Given entries:
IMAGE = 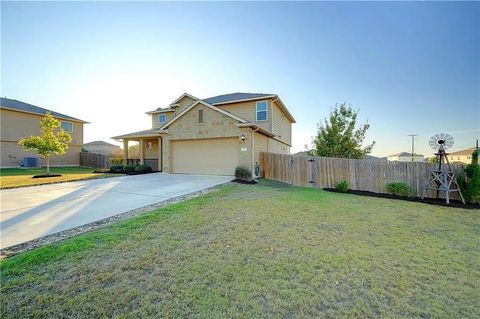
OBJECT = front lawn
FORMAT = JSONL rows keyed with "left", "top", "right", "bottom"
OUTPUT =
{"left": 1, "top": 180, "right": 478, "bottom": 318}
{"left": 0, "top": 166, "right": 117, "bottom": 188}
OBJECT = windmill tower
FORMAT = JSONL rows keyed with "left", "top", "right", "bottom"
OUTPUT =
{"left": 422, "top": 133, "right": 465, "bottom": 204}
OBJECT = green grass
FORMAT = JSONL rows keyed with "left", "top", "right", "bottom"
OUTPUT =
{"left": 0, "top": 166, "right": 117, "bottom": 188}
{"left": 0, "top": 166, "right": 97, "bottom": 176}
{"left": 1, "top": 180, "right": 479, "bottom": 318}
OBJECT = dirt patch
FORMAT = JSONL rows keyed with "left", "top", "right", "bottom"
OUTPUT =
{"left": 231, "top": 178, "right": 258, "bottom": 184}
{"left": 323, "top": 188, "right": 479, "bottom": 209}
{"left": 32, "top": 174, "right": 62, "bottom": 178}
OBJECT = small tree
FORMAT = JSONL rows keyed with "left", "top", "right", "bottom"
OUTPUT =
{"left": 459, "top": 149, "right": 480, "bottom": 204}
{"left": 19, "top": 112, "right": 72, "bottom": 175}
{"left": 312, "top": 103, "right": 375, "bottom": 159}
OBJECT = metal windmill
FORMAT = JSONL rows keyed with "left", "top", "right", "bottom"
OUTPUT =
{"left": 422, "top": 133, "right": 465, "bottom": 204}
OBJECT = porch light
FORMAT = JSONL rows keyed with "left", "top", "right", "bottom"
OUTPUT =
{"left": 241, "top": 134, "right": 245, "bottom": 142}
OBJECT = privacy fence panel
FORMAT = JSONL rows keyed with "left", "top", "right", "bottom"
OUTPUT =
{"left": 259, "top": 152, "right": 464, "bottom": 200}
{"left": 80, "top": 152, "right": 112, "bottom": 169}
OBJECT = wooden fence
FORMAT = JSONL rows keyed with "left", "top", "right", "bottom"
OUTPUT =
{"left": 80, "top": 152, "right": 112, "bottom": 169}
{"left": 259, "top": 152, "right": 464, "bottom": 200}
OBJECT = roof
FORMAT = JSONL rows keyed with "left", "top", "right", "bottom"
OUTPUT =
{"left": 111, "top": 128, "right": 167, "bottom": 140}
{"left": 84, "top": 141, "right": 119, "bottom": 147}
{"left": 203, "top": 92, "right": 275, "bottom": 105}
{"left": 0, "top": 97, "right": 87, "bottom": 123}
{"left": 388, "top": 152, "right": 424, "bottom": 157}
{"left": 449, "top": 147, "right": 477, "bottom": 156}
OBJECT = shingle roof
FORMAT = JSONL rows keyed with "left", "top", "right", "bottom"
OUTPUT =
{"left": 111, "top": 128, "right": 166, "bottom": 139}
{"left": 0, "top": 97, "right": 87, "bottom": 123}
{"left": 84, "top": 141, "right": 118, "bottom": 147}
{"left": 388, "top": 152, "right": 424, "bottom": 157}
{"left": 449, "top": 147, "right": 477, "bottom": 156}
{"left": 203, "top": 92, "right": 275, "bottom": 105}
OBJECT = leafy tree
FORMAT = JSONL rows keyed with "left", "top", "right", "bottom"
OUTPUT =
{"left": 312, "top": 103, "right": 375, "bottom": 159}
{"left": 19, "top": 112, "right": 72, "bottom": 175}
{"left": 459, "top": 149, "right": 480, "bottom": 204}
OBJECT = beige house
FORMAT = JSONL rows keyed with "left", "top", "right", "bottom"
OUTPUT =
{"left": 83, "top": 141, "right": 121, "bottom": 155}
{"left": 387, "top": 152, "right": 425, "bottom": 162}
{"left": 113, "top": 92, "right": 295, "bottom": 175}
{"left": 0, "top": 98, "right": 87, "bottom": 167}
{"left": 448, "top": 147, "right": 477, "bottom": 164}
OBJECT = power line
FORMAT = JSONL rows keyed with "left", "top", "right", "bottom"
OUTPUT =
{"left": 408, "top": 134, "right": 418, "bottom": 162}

* * *

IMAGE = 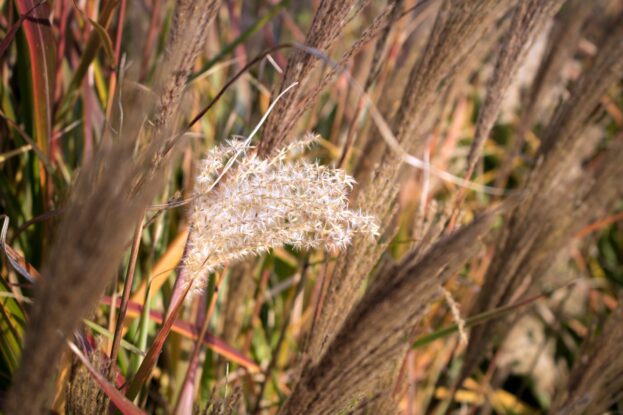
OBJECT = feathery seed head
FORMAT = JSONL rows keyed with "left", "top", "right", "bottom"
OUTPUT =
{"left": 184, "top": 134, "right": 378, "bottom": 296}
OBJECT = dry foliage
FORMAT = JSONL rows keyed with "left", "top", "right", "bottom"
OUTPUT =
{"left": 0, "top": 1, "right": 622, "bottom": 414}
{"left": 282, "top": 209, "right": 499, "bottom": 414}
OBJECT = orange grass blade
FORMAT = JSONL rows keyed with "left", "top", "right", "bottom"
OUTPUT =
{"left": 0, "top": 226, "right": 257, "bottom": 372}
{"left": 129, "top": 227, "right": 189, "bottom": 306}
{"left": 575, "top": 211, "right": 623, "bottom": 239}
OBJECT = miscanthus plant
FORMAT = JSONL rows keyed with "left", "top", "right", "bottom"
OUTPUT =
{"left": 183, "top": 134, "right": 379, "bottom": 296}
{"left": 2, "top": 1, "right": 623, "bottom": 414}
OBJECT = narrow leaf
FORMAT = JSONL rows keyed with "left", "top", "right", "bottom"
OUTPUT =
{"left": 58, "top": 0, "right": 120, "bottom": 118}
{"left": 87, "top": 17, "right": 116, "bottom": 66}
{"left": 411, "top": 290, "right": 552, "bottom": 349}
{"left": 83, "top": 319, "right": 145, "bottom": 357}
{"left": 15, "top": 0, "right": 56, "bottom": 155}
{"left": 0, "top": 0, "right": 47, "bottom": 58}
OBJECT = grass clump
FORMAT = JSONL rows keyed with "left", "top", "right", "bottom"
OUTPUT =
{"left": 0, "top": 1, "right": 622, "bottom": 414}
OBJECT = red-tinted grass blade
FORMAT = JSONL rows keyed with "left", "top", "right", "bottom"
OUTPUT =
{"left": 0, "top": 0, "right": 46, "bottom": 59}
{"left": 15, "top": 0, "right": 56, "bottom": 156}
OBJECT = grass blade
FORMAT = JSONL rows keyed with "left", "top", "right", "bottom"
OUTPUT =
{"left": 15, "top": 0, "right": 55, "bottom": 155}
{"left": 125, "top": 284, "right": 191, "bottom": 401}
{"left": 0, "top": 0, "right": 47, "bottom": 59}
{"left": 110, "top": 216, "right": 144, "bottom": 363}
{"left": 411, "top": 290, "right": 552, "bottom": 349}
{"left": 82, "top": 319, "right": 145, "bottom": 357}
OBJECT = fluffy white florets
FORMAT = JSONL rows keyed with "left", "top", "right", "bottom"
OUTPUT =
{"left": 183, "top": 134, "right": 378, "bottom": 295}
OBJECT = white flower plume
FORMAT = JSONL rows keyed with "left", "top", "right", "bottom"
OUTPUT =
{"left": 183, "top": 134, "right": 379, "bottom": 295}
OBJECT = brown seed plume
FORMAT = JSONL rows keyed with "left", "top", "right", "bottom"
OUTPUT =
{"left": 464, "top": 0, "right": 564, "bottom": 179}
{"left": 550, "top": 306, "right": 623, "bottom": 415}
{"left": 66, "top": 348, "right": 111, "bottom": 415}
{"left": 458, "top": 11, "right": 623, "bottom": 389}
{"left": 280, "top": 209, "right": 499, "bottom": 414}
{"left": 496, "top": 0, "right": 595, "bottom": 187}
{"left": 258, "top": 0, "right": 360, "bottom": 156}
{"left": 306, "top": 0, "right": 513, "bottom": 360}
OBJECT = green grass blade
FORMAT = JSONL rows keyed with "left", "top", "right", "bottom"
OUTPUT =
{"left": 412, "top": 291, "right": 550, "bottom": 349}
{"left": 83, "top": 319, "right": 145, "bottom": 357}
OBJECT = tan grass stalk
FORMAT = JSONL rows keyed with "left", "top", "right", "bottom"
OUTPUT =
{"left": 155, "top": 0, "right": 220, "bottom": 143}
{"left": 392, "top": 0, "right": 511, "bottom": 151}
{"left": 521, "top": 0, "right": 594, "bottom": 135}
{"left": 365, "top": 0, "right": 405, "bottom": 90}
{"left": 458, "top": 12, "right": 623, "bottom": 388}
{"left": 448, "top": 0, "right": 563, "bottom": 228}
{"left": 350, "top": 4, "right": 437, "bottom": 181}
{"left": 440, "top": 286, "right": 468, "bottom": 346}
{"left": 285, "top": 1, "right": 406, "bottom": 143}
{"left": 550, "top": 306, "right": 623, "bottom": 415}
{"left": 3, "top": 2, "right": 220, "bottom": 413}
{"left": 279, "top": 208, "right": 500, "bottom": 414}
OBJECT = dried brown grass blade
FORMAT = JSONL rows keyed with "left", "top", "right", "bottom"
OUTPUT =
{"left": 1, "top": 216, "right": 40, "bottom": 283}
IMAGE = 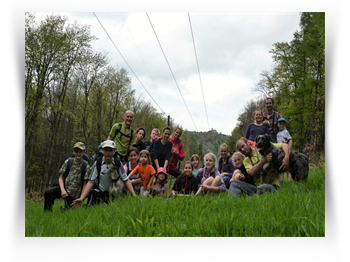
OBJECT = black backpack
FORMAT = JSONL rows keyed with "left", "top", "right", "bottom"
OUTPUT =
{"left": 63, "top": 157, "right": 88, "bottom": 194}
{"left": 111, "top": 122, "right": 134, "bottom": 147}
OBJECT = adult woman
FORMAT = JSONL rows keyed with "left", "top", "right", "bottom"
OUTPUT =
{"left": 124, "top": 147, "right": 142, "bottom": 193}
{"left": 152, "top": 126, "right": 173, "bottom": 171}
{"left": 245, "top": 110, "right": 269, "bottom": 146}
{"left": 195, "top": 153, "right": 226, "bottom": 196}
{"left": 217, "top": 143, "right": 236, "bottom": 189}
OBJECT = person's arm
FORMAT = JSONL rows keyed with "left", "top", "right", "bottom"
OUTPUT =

---

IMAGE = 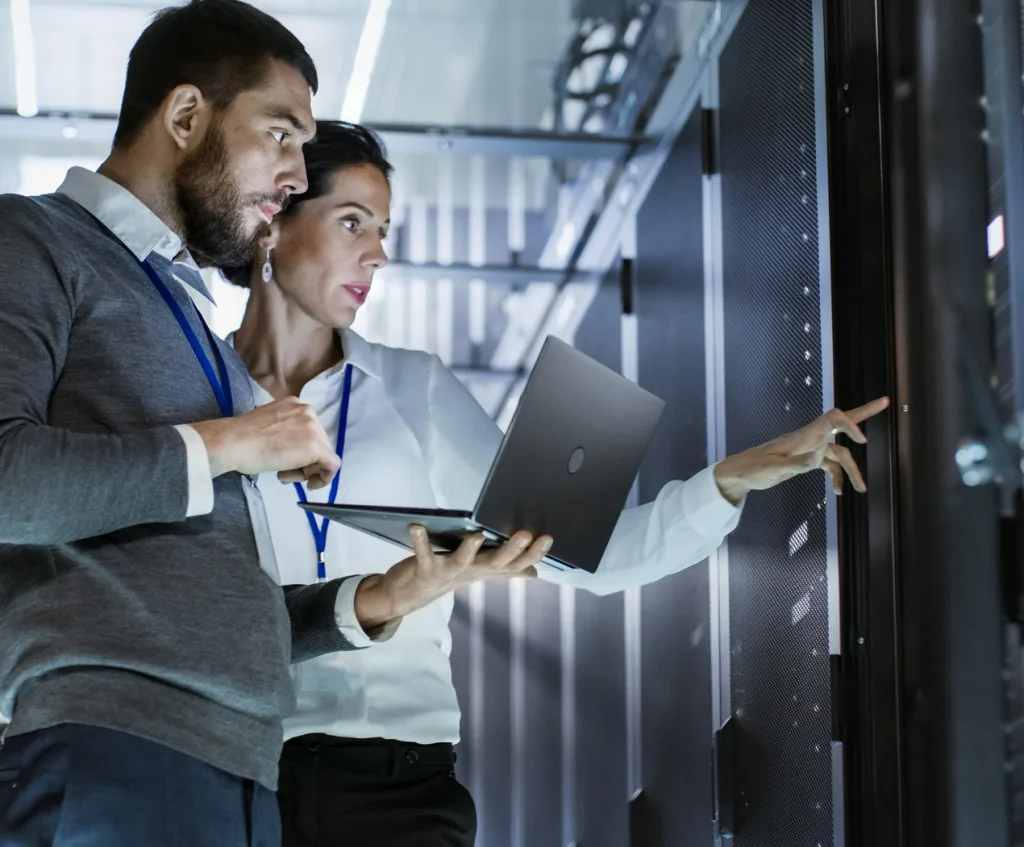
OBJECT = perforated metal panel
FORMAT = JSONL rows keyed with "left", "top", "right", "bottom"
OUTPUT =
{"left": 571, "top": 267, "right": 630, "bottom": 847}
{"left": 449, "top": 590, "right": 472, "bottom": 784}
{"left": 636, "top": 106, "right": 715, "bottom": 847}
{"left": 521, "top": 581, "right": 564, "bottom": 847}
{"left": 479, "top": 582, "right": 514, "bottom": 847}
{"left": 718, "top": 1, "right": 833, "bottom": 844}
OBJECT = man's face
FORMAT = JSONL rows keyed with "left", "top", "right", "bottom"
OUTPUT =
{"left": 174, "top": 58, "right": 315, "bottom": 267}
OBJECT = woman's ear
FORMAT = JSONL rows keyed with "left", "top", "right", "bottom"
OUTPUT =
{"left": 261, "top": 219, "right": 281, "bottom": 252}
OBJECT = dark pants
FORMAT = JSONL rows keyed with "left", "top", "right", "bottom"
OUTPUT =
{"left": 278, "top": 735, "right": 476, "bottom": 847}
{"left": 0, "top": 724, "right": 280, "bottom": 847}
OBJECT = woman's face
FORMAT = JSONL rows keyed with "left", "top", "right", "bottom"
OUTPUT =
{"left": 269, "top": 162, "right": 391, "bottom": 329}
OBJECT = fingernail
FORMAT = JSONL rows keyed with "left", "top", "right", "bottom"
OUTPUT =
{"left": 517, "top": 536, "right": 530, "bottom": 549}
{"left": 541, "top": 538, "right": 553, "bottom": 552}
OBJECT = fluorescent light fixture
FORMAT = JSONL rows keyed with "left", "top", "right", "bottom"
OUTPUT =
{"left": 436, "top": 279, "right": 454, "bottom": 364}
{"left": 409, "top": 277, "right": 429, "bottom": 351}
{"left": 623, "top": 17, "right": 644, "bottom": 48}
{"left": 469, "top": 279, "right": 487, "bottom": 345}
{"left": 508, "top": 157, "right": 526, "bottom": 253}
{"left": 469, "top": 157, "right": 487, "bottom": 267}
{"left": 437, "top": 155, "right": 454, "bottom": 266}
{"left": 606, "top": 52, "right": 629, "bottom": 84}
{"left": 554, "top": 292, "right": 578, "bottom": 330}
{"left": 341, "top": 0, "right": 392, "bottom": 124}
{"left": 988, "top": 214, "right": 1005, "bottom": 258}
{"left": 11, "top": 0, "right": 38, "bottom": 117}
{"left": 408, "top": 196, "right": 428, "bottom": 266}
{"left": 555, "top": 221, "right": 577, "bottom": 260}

Work to be completed: Find the word "seed" in the listing and copy each line that contains it.

Solution to the exercise:
OBJECT = feathery seed head
OBJECT = brown seed plume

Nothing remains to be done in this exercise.